SUPPLIED RECORDS:
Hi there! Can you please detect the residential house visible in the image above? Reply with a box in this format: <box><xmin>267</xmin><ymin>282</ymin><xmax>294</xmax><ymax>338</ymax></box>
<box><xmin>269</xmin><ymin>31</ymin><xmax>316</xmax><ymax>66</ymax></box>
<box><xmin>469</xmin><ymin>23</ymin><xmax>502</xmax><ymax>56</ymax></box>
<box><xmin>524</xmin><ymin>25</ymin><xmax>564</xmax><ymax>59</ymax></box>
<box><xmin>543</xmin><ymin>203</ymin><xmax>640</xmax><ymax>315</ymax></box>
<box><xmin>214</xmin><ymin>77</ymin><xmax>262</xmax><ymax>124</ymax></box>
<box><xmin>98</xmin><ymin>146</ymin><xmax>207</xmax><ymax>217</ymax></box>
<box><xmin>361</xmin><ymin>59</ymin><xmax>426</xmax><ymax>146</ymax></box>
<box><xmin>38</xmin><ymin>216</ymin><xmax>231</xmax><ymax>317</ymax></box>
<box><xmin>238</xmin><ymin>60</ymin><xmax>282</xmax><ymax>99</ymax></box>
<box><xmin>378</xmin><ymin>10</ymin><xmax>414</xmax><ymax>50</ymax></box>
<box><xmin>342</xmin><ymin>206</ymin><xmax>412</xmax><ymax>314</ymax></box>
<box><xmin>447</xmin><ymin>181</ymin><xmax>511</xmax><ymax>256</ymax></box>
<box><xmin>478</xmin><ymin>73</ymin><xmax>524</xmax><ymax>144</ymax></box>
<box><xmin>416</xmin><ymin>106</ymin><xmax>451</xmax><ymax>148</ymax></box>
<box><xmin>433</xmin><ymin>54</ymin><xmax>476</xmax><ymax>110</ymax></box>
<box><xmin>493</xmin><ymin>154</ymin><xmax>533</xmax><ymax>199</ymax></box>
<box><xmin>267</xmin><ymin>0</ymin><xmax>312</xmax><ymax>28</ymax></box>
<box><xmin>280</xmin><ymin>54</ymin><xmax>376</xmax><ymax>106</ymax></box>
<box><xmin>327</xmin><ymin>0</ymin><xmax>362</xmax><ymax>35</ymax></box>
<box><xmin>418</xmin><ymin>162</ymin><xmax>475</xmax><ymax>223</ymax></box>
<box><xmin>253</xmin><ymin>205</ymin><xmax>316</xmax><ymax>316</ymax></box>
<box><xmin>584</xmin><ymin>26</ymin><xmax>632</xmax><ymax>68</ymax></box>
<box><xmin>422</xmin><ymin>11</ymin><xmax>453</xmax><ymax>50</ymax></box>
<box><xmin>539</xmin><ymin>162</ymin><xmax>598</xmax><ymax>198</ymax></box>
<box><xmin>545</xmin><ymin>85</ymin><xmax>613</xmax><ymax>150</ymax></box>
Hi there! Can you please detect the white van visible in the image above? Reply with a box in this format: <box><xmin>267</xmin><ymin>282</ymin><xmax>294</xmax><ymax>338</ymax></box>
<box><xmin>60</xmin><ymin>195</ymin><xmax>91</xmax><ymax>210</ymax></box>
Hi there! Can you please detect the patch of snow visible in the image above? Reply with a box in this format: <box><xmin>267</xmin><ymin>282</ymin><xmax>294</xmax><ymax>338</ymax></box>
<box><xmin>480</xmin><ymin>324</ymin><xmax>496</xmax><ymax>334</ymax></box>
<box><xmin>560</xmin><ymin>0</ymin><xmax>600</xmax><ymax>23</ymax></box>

WHAT THIS TASK INVOLVES: Recast everything from the line containing "Hi there! Can you please detect the white" down to the end of the records as a two-column CSV with the columns "source" and "target". Give one row per record: its text in one field and its answer in the other, each field quoted, with line breaks turned into spaces.

EXERCISE RESULT:
source,target
"Hi there! Can you please detect the white van visible in the image above? Reply with a box in this format: <box><xmin>267</xmin><ymin>282</ymin><xmax>294</xmax><ymax>338</ymax></box>","<box><xmin>60</xmin><ymin>195</ymin><xmax>91</xmax><ymax>210</ymax></box>"
"Hi there! Can you please detect the patch of snow visible in the image above? Reply with a box in this format: <box><xmin>267</xmin><ymin>282</ymin><xmax>294</xmax><ymax>338</ymax></box>","<box><xmin>480</xmin><ymin>324</ymin><xmax>496</xmax><ymax>334</ymax></box> <box><xmin>560</xmin><ymin>0</ymin><xmax>600</xmax><ymax>23</ymax></box>"